Return each line of the data below unchanged, please.
·····
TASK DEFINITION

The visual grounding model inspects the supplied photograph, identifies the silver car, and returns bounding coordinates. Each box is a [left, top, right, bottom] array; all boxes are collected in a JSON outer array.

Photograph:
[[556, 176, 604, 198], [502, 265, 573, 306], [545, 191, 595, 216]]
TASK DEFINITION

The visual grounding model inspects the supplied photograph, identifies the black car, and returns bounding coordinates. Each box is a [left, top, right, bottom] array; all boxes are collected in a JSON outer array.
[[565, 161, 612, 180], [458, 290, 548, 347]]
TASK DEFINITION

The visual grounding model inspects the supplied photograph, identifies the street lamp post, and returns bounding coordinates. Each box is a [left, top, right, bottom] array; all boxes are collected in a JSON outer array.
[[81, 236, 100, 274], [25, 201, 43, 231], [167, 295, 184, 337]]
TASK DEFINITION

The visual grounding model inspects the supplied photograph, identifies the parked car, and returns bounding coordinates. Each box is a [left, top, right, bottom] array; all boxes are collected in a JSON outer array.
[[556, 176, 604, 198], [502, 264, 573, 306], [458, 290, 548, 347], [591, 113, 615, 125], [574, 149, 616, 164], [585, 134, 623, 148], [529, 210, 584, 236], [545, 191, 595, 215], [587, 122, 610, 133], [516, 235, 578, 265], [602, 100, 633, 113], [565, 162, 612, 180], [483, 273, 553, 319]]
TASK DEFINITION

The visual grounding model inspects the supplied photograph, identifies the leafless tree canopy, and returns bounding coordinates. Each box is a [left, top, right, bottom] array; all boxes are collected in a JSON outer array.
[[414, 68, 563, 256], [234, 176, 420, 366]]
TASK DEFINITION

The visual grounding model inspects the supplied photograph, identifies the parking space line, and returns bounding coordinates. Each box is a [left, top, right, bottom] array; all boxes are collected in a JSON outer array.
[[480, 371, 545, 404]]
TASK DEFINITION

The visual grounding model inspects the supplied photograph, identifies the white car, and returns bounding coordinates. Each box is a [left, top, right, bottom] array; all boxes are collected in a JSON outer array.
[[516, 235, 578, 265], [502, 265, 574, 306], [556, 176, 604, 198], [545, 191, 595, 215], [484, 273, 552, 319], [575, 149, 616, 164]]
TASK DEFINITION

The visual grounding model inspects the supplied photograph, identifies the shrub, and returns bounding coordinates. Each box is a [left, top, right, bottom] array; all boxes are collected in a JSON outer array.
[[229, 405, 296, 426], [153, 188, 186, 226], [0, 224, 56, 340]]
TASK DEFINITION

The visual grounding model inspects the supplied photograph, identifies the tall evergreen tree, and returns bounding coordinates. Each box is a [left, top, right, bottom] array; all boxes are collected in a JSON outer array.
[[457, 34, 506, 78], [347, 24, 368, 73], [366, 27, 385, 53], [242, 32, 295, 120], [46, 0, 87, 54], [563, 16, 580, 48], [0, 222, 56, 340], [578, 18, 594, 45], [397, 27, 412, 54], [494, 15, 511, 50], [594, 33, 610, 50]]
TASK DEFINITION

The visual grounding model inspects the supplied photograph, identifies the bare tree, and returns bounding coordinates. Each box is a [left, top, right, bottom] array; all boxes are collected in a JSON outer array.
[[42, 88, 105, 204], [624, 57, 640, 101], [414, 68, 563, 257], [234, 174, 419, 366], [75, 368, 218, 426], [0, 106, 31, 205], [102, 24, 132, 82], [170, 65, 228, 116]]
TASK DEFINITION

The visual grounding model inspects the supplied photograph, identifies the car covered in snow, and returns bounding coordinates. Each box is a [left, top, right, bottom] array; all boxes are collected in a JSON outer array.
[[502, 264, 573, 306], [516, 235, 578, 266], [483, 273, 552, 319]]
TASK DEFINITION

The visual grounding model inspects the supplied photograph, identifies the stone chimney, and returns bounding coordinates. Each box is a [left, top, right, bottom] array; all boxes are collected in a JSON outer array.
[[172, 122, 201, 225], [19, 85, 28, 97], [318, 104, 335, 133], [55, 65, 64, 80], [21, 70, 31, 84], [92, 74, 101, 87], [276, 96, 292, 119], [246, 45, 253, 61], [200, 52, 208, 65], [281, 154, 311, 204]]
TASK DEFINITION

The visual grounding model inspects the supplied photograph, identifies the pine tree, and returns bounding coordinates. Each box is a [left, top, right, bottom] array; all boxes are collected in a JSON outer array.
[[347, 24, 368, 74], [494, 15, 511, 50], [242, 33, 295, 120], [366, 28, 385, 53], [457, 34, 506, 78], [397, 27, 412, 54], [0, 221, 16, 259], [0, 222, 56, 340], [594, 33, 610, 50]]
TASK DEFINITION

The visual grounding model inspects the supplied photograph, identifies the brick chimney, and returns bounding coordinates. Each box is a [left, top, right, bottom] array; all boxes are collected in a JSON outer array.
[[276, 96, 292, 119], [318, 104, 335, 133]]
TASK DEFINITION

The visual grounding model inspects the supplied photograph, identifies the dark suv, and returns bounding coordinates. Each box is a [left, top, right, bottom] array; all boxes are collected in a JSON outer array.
·····
_ANSWER TO THE PROBLEM_
TASK DEFINITION

The visual grounding model inspects the supplied photograph, identifies the silver car, and returns bounding coordinates. Each box is a [left, top, right, bottom] array; all boxes are collected in a JSON outer array.

Photograph:
[[556, 176, 604, 198], [502, 265, 573, 306], [545, 191, 595, 216]]
TASK DEFINITION

The visual grounding model inspects the supplied photograph, identifies the black car, and returns bounding coordinates. Each box is a [left, top, right, bottom] array; all boxes are collected in a JSON outer array.
[[565, 161, 612, 180], [458, 290, 548, 347]]
TASK DEFINITION

The visual grounding model inspects the supplied photograph, identifies the street lamp post, and returns bounding coordinates. Each box is a [left, top, right, bottom] array; all boxes are collected in a JSON outer array.
[[81, 236, 100, 274], [25, 201, 43, 231], [167, 295, 184, 337]]
TASK DEFINITION

The visual grounding model inspects the supplied photograph, identifies the parked car, and returns bounding coordinates. Each box is a [left, top, right, bottom] array; all boxes are collected in a JSON outer array.
[[556, 176, 604, 198], [502, 264, 573, 306], [458, 290, 548, 347], [591, 113, 615, 125], [574, 149, 616, 164], [585, 134, 623, 148], [529, 210, 584, 236], [545, 191, 595, 215], [587, 122, 610, 133], [516, 235, 578, 265], [602, 100, 633, 113], [565, 162, 612, 180], [483, 273, 553, 319]]
TASK DEFINITION

The visual grounding model inspects the supplied photograph, identifies the leafless tree canopy, and returns bounding coordinates. Each box is a [left, top, right, bottom] array; all boxes are collected in a JSON outer array.
[[414, 68, 563, 256], [234, 176, 420, 366]]
TASK DEFINITION

The visual grounding model inspects the supplied photograph, identifies the parking space line, and returns bounding coordinates. Each box is a [left, top, right, bottom] array; all boxes are collected in a JSON outer array.
[[480, 371, 545, 404]]
TASK DEFINITION

The visual grounding model inspects the supplied photograph, identifies the white car, and returns bounding coordinates. Each box is a [left, top, right, bottom] array; all boxes are collected in a JSON outer array.
[[516, 235, 578, 265], [502, 265, 574, 306], [556, 176, 604, 198], [545, 191, 595, 215], [484, 273, 552, 319], [575, 149, 616, 164]]
TASK DEFINITION

The visual grounding model inspects the supplied photograph, identifies the shrub, and returns bounding coordinates. Each box is a [left, top, right, bottom] array; all boxes are collected in a JSON outer array.
[[229, 405, 296, 426], [153, 188, 186, 226], [0, 224, 56, 340]]
TASK DEFINITION

The visual grounding model inspects the supplied photograph, identifies the tall evergreen tree, and returns bounding coordinates. Each box is a [left, top, right, bottom] array; all boxes are collected in a JSON outer array.
[[457, 34, 506, 78], [347, 24, 368, 73], [366, 27, 385, 53], [242, 32, 295, 120], [46, 0, 87, 54], [563, 16, 580, 48], [0, 222, 56, 340], [578, 18, 594, 45], [397, 27, 412, 54], [494, 15, 511, 50], [594, 33, 610, 50]]
TASK DEFINITION

The visual grounding model inspects the supplied photograph, identifies the bare tree, and returns bounding coordinates. Each box is a [left, top, right, bottom] array; all boxes are collected in a JSON outer array.
[[42, 88, 105, 204], [624, 57, 640, 101], [414, 68, 563, 257], [234, 174, 419, 366], [75, 368, 218, 426], [0, 106, 31, 205], [102, 24, 132, 82], [170, 65, 228, 116]]
TASK DEFINITION

The visual grounding model inspects the supplied photograph, identifies the car covered in snow, and returns bounding coordinates. Each box is a [left, top, right, bottom] array; all boxes are collected in a JSON outer array.
[[502, 264, 573, 306], [516, 235, 578, 266], [483, 273, 552, 319]]
TASK DEFINITION

The visual grounding model inspects the supplied photograph, identifies the stone chimney, and returns bounding coordinates. Each box is a [left, top, right, bottom] array; all boxes are collected in a JSON outer array.
[[172, 122, 201, 225], [19, 85, 28, 97], [318, 104, 335, 133], [55, 65, 64, 80], [21, 70, 31, 84], [92, 74, 101, 87], [276, 96, 292, 119], [246, 45, 253, 61], [200, 52, 208, 65], [281, 154, 311, 204]]
TASK DEFINITION

The visual grounding model inspects the supplied photograph, identifies the pine tree, and returns bounding coordinates. Each box is a [left, top, right, bottom] array; all boxes are collected in a JSON outer array.
[[347, 24, 368, 74], [494, 15, 511, 50], [242, 33, 295, 120], [366, 28, 385, 53], [457, 34, 506, 78], [397, 27, 412, 54], [0, 221, 16, 259], [0, 222, 56, 340], [594, 33, 610, 50]]
TASK DEFINITION

The visual grounding model inspects the supplied photograph, identifies the brick chimney, and returns bounding coordinates. Each box is a [left, top, right, bottom] array; all boxes are collected in a JSON outer array.
[[276, 96, 292, 119], [318, 104, 335, 133]]
TASK DEFINITION

The visual grounding model inspects the supplied photograph, identifies the dark suv, and returns bounding coordinates. Each box is a [left, top, right, bottom] array; all boxes are collected in a JSON outer array.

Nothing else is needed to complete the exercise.